* Request: Transcribe the entries below exactly.

(Stored items from a collection)
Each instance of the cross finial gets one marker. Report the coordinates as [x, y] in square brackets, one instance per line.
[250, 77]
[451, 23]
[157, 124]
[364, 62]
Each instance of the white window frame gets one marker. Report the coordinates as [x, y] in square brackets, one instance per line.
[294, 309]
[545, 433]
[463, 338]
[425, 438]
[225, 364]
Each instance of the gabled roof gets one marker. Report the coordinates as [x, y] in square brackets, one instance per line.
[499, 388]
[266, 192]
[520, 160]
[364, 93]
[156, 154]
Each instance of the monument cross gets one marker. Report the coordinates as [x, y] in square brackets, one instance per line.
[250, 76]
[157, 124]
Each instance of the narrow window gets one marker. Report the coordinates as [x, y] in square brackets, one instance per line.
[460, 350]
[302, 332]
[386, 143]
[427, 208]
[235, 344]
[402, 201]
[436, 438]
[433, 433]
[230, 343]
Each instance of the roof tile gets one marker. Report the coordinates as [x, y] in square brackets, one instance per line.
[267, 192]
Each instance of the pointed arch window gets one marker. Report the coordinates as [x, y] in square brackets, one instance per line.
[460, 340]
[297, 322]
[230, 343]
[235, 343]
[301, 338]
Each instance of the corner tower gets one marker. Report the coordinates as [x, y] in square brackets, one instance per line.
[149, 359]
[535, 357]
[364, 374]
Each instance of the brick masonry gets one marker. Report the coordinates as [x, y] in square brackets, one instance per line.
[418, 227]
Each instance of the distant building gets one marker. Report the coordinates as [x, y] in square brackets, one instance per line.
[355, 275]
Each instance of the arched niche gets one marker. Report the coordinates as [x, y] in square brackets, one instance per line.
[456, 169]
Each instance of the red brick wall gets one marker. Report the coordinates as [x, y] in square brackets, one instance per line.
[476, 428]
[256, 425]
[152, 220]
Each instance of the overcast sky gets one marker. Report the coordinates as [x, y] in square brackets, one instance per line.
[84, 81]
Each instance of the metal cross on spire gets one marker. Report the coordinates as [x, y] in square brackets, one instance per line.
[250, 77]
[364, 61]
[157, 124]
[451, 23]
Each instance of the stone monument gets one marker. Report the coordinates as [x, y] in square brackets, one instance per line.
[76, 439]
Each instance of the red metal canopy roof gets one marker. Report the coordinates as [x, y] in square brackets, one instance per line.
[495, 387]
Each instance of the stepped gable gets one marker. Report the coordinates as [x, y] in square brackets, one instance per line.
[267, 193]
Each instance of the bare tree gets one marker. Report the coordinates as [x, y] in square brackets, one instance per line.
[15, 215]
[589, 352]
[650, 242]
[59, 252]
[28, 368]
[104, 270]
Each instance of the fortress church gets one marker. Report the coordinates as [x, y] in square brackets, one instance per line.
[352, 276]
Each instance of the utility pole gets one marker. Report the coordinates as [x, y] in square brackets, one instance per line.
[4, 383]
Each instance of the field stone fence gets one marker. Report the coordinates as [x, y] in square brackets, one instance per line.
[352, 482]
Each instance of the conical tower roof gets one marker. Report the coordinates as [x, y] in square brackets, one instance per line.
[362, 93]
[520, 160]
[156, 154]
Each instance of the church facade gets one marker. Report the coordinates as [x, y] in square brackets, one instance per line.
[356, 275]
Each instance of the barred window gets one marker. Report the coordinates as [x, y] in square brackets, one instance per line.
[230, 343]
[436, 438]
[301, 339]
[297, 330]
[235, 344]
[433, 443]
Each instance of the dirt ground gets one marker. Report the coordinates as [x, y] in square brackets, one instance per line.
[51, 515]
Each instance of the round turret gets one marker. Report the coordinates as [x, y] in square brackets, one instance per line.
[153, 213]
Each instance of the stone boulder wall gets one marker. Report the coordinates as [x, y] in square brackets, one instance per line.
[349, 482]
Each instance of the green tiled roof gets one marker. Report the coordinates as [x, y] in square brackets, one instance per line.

* Result:
Each instance of the cross finial gets one marker. Report the coordinates as [x, y] in square brackets, one instance per line.
[250, 77]
[451, 23]
[157, 124]
[364, 62]
Each instance of the white window frame gets one marker. Report the coordinates as [x, y] in square brackets, one instance per line.
[294, 309]
[545, 433]
[463, 338]
[425, 438]
[225, 364]
Each instance of the gabled roof gets one marker. Report the coordinates as [x, y] in square brackets, one instance per line.
[499, 388]
[266, 192]
[520, 160]
[364, 93]
[156, 154]
Each instance of the monument cross gets one marker. Report the coordinates as [x, y] in square brackets, one instance per line.
[250, 76]
[157, 124]
Each instance of the narrow window gets one marker. Report the coordinates as [x, y] in square brackets, one instance per line.
[460, 350]
[302, 332]
[386, 143]
[427, 208]
[235, 344]
[402, 201]
[436, 438]
[433, 433]
[230, 343]
Each instance of the roof tile gets one marker. Report the coordinates as [x, y] in square brackets, one instance per line.
[267, 192]
Each instance of the pointed arch window gets one marker. Report the coordinates as [x, y] in square brackets, one instance per line.
[460, 340]
[297, 322]
[230, 343]
[235, 343]
[301, 338]
Each instance of the corner tower gets one marker. Report the coordinates as [x, y] in square brackets, one instance per line.
[149, 359]
[535, 357]
[364, 374]
Each instance of the brick masonry gets one marker. Report the coordinates as [x, y] in square brackets, one instance per line.
[418, 227]
Each instance of the distant building gets one marker. Report the coordinates as [x, y] in square brackets, one instance per line.
[355, 275]
Each instance of the arched niche gets one marker. Report the coordinates as [x, y] in square brackets, one instance per line.
[456, 169]
Each instance of the red brick wall gets one marker. Report the coordinates as [x, y] in square brackets, one instance per line.
[476, 428]
[256, 425]
[152, 220]
Each instance of the overcast sky gets one marker. Report the coordinates as [x, y] in square brackets, one instance per line.
[84, 81]
Each instance of the metal cross on spire gets one marker. Report the coordinates as [x, y] in square brackets, one instance per line.
[250, 77]
[364, 61]
[157, 124]
[451, 23]
Each instance of the stone monument gets one marker. Report the coordinates as [x, y] in square brackets, one instance per line.
[76, 439]
Each instance of the red metal canopy roof gets one marker. Report the coordinates as [x, y] in square brackets, one instance per line.
[495, 387]
Each instance of the stepped gable gets one marker. Report the coordinates as [x, y] in square brackets, one instance per line.
[267, 193]
Each instance of the bare tree gets one marker. Report the coordinates as [x, y] in square brackets, one instance per line.
[15, 215]
[589, 352]
[650, 242]
[59, 252]
[28, 368]
[104, 270]
Each instance of the fortress church gets one marker. Report the coordinates as [x, y] in square brackets, one instance per line.
[352, 276]
Each instance of the utility pole gets one marker. Report the coordinates as [x, y] in square brackets, one instance per line.
[4, 383]
Each instance of the field stone fence gets one marker. Report the coordinates as [x, y] in square brackets, one instance per line.
[352, 482]
Each instance of the conical tower roof gets one marker. Report the coordinates as [x, y] in square brackets, one instance per line.
[362, 93]
[520, 160]
[156, 154]
Each instance of the church facade gets one marker. Report the coordinates as [x, y] in square brackets, one instance per line.
[356, 275]
Each instance of the barred window gets one marker. Report the coordinates as [x, y] in square brackets, one instance per line.
[230, 343]
[436, 438]
[301, 339]
[297, 330]
[235, 344]
[433, 443]
Each instance of the dirt ground gets one marker. Report the coordinates as [x, y] in square brackets, one instance per line.
[51, 515]
Each instance of the round turret gets one marker. Report the coordinates as [x, y] in square brackets, one instance per line.
[153, 213]
Each instance of the stone boulder wall gets one marker. Report the coordinates as [x, y] in square brackets, one instance per line.
[349, 482]
Each instance of the green tiled roof gets one marker. Report the coordinates as [x, y] in square brackets, one instance per line.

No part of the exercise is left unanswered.